**What to work on:**
Convert the listing below into a numbered list, leaving out any blank lines.

**Dataset content:**
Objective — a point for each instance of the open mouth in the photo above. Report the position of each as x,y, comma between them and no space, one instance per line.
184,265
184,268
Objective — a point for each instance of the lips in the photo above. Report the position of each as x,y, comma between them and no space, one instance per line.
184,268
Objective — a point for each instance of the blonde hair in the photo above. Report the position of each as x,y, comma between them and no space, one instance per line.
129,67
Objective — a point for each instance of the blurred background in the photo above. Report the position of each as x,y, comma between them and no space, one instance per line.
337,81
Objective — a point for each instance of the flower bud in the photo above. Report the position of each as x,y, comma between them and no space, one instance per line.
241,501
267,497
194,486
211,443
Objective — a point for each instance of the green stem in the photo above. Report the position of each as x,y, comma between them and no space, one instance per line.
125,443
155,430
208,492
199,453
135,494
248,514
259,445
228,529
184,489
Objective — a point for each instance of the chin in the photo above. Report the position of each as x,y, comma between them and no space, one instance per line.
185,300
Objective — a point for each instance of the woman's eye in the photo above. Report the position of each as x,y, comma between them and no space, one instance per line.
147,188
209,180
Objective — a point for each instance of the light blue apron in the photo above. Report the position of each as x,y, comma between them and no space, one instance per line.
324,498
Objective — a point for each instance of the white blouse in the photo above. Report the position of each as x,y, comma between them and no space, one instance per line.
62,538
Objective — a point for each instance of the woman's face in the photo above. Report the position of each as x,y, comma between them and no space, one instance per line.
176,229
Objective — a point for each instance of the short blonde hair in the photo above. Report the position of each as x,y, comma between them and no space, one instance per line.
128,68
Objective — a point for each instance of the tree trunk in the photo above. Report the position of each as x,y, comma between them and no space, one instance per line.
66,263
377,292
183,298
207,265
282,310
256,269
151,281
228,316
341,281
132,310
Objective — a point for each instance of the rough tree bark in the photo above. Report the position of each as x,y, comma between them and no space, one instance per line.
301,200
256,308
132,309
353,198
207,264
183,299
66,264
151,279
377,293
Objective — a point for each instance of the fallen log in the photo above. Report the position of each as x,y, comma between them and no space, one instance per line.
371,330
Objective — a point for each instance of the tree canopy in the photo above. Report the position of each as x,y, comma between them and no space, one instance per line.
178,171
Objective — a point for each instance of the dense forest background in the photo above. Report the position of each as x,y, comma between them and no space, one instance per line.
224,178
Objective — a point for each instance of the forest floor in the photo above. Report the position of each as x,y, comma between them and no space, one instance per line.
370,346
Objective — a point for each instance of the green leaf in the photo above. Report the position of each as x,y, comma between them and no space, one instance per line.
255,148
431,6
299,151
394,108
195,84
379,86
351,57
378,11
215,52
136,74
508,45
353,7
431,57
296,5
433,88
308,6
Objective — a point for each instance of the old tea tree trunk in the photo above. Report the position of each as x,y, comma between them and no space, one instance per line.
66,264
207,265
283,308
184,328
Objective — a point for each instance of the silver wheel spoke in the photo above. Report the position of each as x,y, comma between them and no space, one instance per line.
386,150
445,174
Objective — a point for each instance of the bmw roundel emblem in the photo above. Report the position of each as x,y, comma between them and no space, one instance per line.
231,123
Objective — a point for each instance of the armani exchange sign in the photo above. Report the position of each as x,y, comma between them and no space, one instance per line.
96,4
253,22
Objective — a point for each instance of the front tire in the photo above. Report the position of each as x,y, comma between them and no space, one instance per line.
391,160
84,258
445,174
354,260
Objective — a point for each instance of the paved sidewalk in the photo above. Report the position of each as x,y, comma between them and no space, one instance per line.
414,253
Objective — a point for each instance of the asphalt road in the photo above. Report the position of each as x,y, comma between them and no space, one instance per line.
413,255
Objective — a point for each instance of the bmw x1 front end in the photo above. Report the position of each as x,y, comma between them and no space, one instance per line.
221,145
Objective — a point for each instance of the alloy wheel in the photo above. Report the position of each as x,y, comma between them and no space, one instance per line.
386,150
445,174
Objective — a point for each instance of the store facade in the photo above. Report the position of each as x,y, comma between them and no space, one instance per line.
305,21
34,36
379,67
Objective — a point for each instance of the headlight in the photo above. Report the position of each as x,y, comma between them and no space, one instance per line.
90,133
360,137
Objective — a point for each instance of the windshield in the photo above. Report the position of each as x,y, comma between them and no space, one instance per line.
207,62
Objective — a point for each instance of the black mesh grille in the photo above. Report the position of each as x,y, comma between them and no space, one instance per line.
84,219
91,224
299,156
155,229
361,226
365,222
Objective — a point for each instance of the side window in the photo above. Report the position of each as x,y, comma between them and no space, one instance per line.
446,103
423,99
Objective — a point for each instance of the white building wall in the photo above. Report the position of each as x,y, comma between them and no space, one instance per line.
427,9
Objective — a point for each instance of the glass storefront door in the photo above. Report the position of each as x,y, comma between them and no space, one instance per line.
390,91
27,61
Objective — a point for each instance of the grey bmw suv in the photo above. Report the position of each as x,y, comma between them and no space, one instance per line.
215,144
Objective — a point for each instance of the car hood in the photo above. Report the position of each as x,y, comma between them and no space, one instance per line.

**Complete answer:**
1. Objective — a point for each instance of the open mouth in the photo above. Report the position of each as x,y, comma between them and no space, one instance per line.
2. 184,265
3. 184,268
4. Objective — a point for each instance of the lips in the photo above. Report the position of each as x,y, comma between them and no space, one instance per line.
5. 184,268
6. Objective — a point for each instance of the blonde hair in the photo above. Report the position of each as x,y, comma between them and no space, one instance per line.
7. 129,67
8. Objective — a point for each instance of the blurred background in the photo above. Report the position of each as x,y, comma between them and no space, one instance per line.
9. 337,81
10. Objective — a point for each instance of the flower bud in the photo above. Report the position of each as x,y, comma between them and no space, one instance per line.
11. 241,501
12. 267,497
13. 194,486
14. 211,443
15. Objective — a point for each instance of the green stem in the photo above. Report the position of each as x,y, comma between them and no space, one instance per line.
16. 125,443
17. 155,430
18. 208,492
19. 199,453
20. 135,494
21. 248,514
22. 259,445
23. 228,529
24. 184,489
25. Objective — a point for each instance of the chin in the photo above. Report the position of each as x,y, comma between them and no space, one instance per line.
26. 185,300
27. Objective — a point for each instance of the woman's eye in the photo above. Report the position of each as x,y, comma between them and no space, one instance per line.
28. 147,188
29. 209,180
30. Objective — a point for each instance of the light blue apron in the photo above. Report the position of each as x,y, comma between them and no space, one instance per line.
31. 324,498
32. Objective — a point for each instance of the white blouse in the photo above. Report the position of each as x,y, comma between them and no space, one instance per line.
33. 62,538
34. Objective — a point for each instance of the woman's face in the photo above. Report the position of each as x,y, comma between them and no space, one instance per line.
35. 176,229
36. Objective — a point for each instance of the short blonde hair in the photo above. Report the position of each as x,y, comma between them and no space, one instance per line.
37. 128,68
38. Objective — a point for each instance of the tree trunk in the photo above. Report the position of each as x,y, comma between them and no space, one instance per line.
39. 66,263
40. 377,292
41. 183,298
42. 207,265
43. 282,310
44. 256,269
45. 151,281
46. 228,316
47. 341,281
48. 132,310
49. Objective — a point for each instance of the rough tree bark in the photo above. Report the position of each as x,y, comma between them and no space, one instance per line.
50. 301,200
51. 256,308
52. 132,309
53. 353,198
54. 207,264
55. 183,299
56. 66,264
57. 151,279
58. 377,293
59. Objective — a point for each instance of the fallen log in the photo above. Report the position of each as x,y, comma between them and no space, one instance per line.
60. 371,330
61. Objective — a point for each instance of the tree canopy in the photo above. Report the position of each as x,y, comma between them and no space, one instance per line.
62. 178,171
63. Objective — a point for each instance of the dense forest background in the photo above. Report the position of each as x,y, comma between them and no space, one instance per line.
64. 224,178
65. Objective — a point for each instance of the forest floor in the photo above. Report the position of each as x,y, comma between them and no space, one instance per line.
66. 370,346
67. Objective — a point for each instance of the green leaf in the photo above. Report the position of each as x,y, comma between them and no space, one instance per line.
68. 255,148
69. 431,6
70. 299,151
71. 394,108
72. 195,84
73. 379,86
74. 351,57
75. 378,11
76. 215,52
77. 136,74
78. 508,45
79. 353,7
80. 431,57
81. 296,5
82. 433,88
83. 308,6
84. Objective — a point for each instance of the old tea tree trunk in the photo above. Report the position of each as x,y, comma between them and no space, one instance per line.
85. 66,264
86. 207,265
87. 283,308
88. 184,328
89. Objective — a point for each instance of the silver wheel spoke in the photo above. Report the position of each as x,y, comma between them and no space, one instance per line.
90. 386,150
91. 445,174
92. Objective — a point for each instance of the bmw roundel emblem in the photo above. Report the position of each as x,y, comma between them and no space, one instance per line.
93. 231,123
94. Objective — a point for each instance of the armani exchange sign in the photo above. Report the position of each as x,y, comma between them and no space, one instance per line.
95. 96,4
96. 253,22
97. Objective — a point for each instance of the front tire in the photo above. Report the position of each as x,y, comma between them and no space, one instance per line.
98. 391,160
99. 84,258
100. 445,174
101. 354,260
102. Objective — a point for each instance of the paved sidewalk in the photo above. Report the position of each as x,y, comma between them and no space, one instance per line.
103. 414,253
104. Objective — a point for each instance of the asphalt road in the photo above. Report the position of each as x,y, comma between them and no space, one instance per line.
105. 413,255
106. Objective — a point for each instance of the bmw x1 front end in the photo above. Report the position of each as x,y, comma between them and no space, one instance per line.
107. 221,145
108. Objective — a point for each instance of the alloy wheel in the photo above. Report the position of each as x,y, comma between them and no space, one instance per line.
109. 386,150
110. 445,174
111. Objective — a point for each instance of the store facade in the photo above. Report the position of each as x,y, comma between them and no space, one instance per line.
112. 305,21
113. 34,36
114. 379,67
115. Objective — a point for each instance of the headlight in the photo above. Report the position of each as x,y, comma between them and no space, one instance per line.
116. 90,133
117. 360,137
118. Objective — a point for each instance of the windshield in the photo above. Report the position of each as x,y, comma between them and no space, one instance per line.
119. 207,62
120. Objective — a point for each instance of the black mesh grille in the photo above. Report the position of each as x,y, comma between them and no space, one instance per line.
121. 84,219
122. 91,224
123. 299,156
124. 155,229
125. 361,226
126. 365,222
127. Objective — a point for each instance of the side window in the photo above. Report the position of each as x,y, comma between them and no space, one instance per line.
128. 446,103
129. 423,99
130. Objective — a point for each instance of the white building wall in the photo above. Report the position of each as x,y, comma between them and no space, one instance per line.
131. 427,9
132. Objective — a point for each instance of the glass storefront door in the photo above. Report the position of each as x,y, comma between them and no space, one instance per line.
133. 390,91
134. 27,61
135. Objective — a point for each instance of the grey bmw suv in the photo above. Report the position of each as x,y, comma between them and no space, one instance per line.
136. 215,144
137. Objective — a point for each instance of the car hood in the photo above. Report the position of each as x,y, comma between them and no space, one instance per line.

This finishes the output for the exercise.